What you need to do:
1) Copy out the entry on soil erosion in Iran, starting at "Short Summary" and ending at "climate-resilient management strategies.".
2) Decide whether each statement agrees with the entry on soil erosion in Iran, answering yes or no and quoting the words of the entry that settle it: (a) The review draws on 399 peer-reviewed studies. (b) The mean annual soil erosion rate it reports for Iran is 16.5 t ha⁻¹ yr⁻¹. (c) The review appeared in 2025.
3) Carry on the entry about water-driven soil erosion in Iran's farmland, picking up after its final sentence.

Text shown:
Rastipishe et al. (2026) Water-Driven Soil Erosion in Iran’s Agricultural Lands: A Nationwide Synthesis of Drivers, Impacts and Management

Identification

• Journal: Earth Systems and Environment
• Year: 2026
• Date: 2026-02-25
• Authors: Bahare Rastipishe, Saeedreza Moazeni, Ali Salajegheh, A. Cerda
• DOI: 10.1007/s41748-026-01073-y

Research Groups

• Department of Reclamation of Arid and Mountainous Regions, University of Tehran, Tehran, Iran
• Soil Erosion and Degradation Research Group, Department of Geography, University of Valencia, Valencia, Spain

Short Summary

This systematic review synthesizes evidence from 399 peer-reviewed studies to evaluate the drivers, impacts, assessment, and management of water-driven soil erosion across Iran's agricultural lands. It reveals a mean annual soil erosion rate of 16.5 t ha⁻¹ yr⁻¹ nationwide, underscoring the critical need for integrated, climate-resilient management strategies.

Data entries:
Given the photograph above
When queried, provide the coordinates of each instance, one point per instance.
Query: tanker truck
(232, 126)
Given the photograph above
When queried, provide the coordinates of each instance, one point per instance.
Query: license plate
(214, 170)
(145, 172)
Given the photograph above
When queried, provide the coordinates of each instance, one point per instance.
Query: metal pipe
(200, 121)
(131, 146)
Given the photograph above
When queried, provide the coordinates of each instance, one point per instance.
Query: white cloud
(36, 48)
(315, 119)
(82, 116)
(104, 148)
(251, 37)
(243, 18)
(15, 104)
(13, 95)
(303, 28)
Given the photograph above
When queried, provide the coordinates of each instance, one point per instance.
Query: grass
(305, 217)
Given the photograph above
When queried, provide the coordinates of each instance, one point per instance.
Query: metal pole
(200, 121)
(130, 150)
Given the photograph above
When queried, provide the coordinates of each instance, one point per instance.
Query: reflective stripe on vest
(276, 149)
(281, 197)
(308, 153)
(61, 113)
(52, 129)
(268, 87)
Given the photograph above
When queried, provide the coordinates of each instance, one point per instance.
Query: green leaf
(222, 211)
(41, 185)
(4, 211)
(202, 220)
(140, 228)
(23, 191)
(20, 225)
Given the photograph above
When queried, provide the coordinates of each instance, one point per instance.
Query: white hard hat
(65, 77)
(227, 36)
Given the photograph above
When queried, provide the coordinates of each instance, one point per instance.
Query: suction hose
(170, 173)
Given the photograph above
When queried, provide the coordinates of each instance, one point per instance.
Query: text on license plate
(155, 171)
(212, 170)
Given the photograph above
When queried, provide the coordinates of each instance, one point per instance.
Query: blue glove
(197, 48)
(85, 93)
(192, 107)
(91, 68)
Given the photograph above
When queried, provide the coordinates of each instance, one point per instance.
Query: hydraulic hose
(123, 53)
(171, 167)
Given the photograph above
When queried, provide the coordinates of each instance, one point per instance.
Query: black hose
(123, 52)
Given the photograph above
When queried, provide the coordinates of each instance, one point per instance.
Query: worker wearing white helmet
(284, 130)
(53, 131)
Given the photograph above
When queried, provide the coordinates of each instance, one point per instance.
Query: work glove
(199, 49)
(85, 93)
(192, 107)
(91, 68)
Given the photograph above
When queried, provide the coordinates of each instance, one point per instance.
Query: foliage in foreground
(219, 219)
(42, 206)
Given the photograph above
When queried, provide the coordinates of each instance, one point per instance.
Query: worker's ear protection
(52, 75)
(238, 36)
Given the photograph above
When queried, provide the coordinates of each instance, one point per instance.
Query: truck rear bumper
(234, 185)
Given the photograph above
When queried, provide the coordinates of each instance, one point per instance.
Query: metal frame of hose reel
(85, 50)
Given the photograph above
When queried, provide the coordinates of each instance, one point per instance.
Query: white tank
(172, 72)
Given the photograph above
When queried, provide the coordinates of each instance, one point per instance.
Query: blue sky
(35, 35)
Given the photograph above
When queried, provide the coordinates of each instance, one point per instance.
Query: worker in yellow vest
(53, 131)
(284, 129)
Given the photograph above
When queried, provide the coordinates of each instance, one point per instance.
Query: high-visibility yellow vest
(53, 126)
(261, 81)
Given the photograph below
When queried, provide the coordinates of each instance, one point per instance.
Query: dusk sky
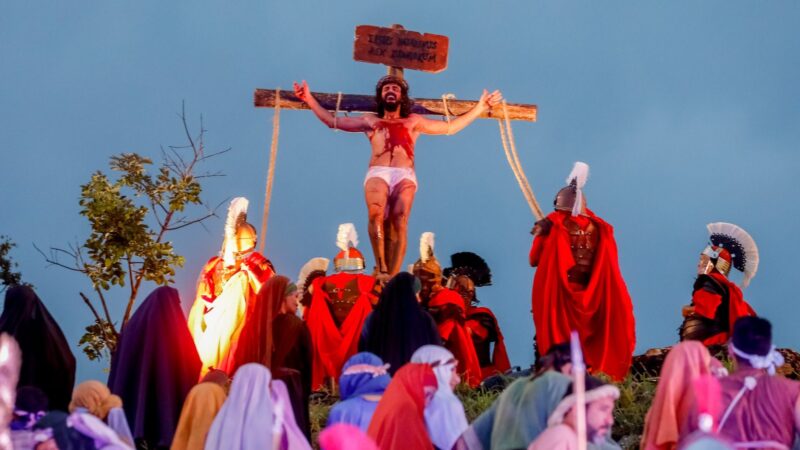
(687, 112)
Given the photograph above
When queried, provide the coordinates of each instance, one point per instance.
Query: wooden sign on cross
(397, 48)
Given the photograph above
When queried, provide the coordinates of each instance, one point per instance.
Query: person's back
(767, 413)
(761, 409)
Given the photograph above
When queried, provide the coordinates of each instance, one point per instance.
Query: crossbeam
(265, 98)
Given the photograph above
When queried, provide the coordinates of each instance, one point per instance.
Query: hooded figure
(65, 436)
(45, 351)
(668, 417)
(246, 419)
(154, 367)
(399, 325)
(444, 415)
(278, 339)
(399, 420)
(201, 407)
(363, 381)
(95, 398)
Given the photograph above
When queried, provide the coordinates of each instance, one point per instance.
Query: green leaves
(130, 210)
(8, 275)
(99, 341)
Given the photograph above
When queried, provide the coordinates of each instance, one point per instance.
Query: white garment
(392, 176)
(245, 420)
(444, 415)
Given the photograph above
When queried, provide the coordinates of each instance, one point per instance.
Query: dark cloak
(281, 342)
(47, 361)
(154, 367)
(398, 326)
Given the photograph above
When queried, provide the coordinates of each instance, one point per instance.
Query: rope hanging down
(510, 148)
(273, 153)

Replies:
1)
Short Summary

This systematic review synthesizes evidence from 399 peer-reviewed studies to evaluate the drivers, impacts, assessment, and management of water-driven soil erosion across Iran's agricultural lands. It reveals a mean annual soil erosion rate of 16.5 t ha⁻¹ yr⁻¹ nationwide, underscoring the critical need for integrated, climate-resilient management strategies.

2)
(a) Yes: "synthesizes evidence from 399 peer-reviewed studies"
(b) Yes: "a mean annual soil erosion rate of 16.5 t ha⁻¹ yr⁻¹ nationwide"
(c) No: "Year: 2026"

3)
Objective

• To identify dominant natural and anthropogenic drivers of water-induced soil erosion across Iran.
• To clarify the documented impacts of erosion on soil properties, agricultural productivity, and water resources.
• To critically evaluate the context-specific effectiveness of conservation and mitigation strategies for soil erosion in Iran.

Study Configuration

• Spatial Scale: Nationwide (Iran), country-scale, regional, watershed, field, and plot scales.
• Temporal Scale: Literature review up to 2024, analyzing long-term trends, annual, seasonal, and decadal changes.

Methodology and Data

• Models used: Universal Soil Loss Equation (USLE), Revised Universal Soil Loss Equation (RUSLE), Water Erosion Prediction Project (WEPP), G2 model, Artificial Neural Network (ANN), Random Forest (RF), Support Vector Machine (SVM), Multiple Linear Regression (MLR), ICONA–AHP.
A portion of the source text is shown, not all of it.